-- START Extracted data --
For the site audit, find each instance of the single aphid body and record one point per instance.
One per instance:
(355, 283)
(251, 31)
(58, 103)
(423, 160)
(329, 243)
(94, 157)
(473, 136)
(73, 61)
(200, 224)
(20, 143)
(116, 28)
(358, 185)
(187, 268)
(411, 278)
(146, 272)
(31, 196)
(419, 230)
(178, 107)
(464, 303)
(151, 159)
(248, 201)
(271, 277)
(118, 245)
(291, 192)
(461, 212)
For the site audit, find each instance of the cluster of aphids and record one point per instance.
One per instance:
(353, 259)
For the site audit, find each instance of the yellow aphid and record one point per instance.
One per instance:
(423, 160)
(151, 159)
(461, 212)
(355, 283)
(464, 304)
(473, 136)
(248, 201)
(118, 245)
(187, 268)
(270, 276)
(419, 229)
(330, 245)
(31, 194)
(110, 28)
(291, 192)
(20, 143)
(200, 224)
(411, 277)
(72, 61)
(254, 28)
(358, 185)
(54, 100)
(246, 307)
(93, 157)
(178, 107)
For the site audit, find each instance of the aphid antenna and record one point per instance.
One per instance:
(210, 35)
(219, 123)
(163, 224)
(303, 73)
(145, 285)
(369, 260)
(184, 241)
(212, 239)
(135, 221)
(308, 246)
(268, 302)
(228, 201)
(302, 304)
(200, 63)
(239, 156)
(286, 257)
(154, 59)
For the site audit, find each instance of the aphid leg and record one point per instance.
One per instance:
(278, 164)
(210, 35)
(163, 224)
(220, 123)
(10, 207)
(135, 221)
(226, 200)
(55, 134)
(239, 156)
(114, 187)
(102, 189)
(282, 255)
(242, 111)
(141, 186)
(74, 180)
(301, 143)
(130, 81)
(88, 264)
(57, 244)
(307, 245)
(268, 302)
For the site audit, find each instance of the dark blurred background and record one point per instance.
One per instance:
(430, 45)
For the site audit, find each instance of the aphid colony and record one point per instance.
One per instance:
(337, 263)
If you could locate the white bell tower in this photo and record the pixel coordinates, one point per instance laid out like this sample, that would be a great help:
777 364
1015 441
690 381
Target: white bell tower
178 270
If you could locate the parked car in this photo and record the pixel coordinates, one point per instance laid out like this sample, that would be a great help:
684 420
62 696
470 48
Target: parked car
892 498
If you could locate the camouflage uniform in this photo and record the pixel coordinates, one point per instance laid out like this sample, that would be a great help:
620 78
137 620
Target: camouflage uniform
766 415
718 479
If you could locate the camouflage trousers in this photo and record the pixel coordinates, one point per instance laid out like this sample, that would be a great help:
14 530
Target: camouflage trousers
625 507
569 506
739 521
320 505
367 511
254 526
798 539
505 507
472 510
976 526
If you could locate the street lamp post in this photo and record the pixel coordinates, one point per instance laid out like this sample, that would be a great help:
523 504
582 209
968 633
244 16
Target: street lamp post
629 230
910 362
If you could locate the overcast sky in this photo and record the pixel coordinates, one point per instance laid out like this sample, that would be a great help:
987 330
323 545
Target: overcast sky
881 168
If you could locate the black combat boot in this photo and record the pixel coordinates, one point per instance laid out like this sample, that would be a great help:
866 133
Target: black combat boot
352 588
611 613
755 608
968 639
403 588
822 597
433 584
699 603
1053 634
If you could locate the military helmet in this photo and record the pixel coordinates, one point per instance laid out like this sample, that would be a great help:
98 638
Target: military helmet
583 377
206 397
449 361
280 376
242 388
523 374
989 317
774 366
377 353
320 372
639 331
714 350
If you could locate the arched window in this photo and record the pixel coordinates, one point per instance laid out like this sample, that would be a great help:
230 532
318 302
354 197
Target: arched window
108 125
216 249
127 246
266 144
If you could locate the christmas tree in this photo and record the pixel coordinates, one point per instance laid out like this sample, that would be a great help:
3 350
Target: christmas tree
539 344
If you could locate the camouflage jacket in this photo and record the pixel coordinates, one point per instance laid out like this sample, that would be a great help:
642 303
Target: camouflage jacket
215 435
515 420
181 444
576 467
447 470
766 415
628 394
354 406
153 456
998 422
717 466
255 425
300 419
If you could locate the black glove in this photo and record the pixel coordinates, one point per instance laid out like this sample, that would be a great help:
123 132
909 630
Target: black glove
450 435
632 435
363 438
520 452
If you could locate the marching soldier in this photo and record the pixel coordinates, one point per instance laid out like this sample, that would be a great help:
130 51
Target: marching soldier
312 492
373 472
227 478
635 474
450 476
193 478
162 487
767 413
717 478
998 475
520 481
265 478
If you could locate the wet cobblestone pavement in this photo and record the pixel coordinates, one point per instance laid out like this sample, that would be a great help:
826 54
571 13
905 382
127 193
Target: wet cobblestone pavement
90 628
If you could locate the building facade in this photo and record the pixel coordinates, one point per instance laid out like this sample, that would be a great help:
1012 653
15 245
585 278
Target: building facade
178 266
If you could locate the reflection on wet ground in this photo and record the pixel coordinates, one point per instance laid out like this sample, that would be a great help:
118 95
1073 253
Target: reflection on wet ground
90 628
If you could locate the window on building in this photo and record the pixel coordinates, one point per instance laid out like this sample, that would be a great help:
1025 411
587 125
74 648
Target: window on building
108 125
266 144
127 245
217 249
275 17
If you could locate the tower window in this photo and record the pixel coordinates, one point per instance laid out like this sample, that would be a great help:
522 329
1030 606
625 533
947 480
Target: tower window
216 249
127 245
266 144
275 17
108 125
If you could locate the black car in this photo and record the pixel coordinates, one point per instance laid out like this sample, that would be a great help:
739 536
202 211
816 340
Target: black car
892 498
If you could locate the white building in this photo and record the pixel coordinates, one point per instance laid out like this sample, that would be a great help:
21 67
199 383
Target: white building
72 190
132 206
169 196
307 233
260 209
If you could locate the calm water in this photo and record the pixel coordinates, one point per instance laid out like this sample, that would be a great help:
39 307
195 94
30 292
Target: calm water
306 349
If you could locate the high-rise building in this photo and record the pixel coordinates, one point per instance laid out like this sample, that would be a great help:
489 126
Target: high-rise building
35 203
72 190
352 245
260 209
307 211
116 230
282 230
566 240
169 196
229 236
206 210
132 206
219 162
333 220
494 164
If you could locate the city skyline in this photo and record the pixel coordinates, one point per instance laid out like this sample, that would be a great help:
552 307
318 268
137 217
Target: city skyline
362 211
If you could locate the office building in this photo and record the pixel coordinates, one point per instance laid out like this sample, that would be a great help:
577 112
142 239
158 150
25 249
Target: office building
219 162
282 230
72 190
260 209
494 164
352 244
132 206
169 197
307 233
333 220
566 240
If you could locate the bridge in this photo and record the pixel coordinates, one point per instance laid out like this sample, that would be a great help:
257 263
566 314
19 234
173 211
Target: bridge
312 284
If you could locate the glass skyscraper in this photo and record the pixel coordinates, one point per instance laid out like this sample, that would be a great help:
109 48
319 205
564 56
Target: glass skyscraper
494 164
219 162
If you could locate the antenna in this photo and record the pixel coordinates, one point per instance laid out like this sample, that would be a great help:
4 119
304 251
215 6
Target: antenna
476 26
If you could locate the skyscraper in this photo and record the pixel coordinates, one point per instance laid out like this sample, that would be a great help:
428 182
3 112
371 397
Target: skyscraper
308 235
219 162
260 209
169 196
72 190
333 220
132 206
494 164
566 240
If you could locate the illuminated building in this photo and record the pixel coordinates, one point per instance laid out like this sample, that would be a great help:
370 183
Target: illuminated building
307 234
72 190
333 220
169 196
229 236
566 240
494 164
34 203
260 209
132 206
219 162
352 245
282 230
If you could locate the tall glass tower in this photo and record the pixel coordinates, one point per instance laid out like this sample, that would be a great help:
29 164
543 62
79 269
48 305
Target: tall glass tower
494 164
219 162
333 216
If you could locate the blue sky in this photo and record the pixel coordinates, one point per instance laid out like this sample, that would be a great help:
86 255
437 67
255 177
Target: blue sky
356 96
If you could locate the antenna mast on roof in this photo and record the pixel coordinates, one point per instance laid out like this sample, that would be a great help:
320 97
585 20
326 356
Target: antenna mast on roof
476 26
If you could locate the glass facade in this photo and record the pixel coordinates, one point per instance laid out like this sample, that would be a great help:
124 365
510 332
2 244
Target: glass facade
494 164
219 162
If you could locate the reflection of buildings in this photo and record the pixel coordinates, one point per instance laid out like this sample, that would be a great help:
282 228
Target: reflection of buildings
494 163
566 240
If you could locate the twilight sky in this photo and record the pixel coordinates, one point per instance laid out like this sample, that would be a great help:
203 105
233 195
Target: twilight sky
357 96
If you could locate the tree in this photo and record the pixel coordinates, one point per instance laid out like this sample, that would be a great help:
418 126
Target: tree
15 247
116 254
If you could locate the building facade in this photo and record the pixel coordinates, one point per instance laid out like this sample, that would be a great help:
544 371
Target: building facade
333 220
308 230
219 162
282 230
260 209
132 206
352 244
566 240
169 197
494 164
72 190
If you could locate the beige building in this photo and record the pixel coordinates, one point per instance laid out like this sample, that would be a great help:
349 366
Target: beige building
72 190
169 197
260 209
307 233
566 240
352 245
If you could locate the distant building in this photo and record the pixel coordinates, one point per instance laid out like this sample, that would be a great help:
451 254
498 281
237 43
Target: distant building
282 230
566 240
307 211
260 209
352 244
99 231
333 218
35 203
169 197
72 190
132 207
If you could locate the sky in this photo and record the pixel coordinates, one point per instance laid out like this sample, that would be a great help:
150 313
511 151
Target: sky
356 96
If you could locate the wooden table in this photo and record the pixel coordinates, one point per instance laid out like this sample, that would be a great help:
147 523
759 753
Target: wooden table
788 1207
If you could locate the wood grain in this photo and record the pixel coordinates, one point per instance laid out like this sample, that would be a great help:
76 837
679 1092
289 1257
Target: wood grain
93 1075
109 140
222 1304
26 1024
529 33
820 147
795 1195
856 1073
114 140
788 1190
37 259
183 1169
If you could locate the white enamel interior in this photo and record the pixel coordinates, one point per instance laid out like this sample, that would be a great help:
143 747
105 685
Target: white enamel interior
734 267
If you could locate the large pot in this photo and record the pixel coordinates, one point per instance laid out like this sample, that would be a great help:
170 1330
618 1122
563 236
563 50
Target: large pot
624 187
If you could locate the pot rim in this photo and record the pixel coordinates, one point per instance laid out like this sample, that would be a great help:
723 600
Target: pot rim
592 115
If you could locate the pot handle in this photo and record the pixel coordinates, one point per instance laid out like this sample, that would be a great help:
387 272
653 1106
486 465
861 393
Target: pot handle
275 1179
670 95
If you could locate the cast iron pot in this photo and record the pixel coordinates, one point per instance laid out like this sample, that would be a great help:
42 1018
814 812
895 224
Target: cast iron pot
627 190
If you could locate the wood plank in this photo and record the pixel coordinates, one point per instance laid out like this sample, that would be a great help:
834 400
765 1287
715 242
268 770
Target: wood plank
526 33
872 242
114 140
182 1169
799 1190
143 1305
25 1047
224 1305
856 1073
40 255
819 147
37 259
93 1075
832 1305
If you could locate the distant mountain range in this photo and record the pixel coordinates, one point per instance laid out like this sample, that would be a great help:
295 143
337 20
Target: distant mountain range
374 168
-- END Extracted data --
* **What you need to do**
Copy out exactly the lines between the line with "If you could locate the wood grain" and the last line of the entries, counting both of those lines.

* **Reply**
If you could locate the wood grain in this photo and record the pixel coordinates, one point per instance laid out like this sample, that would be a great help:
76 837
679 1092
289 1257
Target: wood grain
93 1075
109 140
222 1304
26 1024
529 33
820 147
795 1195
856 1073
114 140
788 1190
37 259
183 1169
If you could locate the white enamel interior in this photo and record the pixel coordinates, one point per instance laid out like this sample, that would be a great help:
143 747
105 685
Target: white enamel interior
734 267
If you could locate the large pot in this photo and record the pixel coordinates, one point per instance laid out like this sample, that would be a great help:
170 1330
618 1122
563 236
563 50
Target: large pot
624 187
If you could locate the pot rim in this photo and record the pixel coordinates, one point per instance laid out like this sample, that would be a great help:
723 600
Target: pot rim
592 115
If you could locate the pot handle in this photo and record the pixel coordinates, one point per instance laid out like this sample, that would be a great help:
387 272
653 1106
486 465
861 393
Target: pot handle
275 1179
670 95
If you could locate the cast iron pot in this photo and record the pixel coordinates, one point per instance laid out like this sample, that would be a great help:
42 1018
814 812
895 224
Target: cast iron pot
627 190
If you could locate the wood plank in this photo and record the pixel coordinates, one point per instance laid out like this sample, that would be a great help:
834 400
765 1287
715 242
268 770
Target: wood plank
526 33
872 242
114 140
182 1169
799 1190
143 1305
25 1047
224 1305
856 1073
40 255
819 147
37 259
93 1075
832 1305
If you could locate the distant mountain range in this photo and record the pixel coordinates, one point per instance laid out like this sample, that would be a great help:
295 143
337 20
Target: distant mountain range
374 168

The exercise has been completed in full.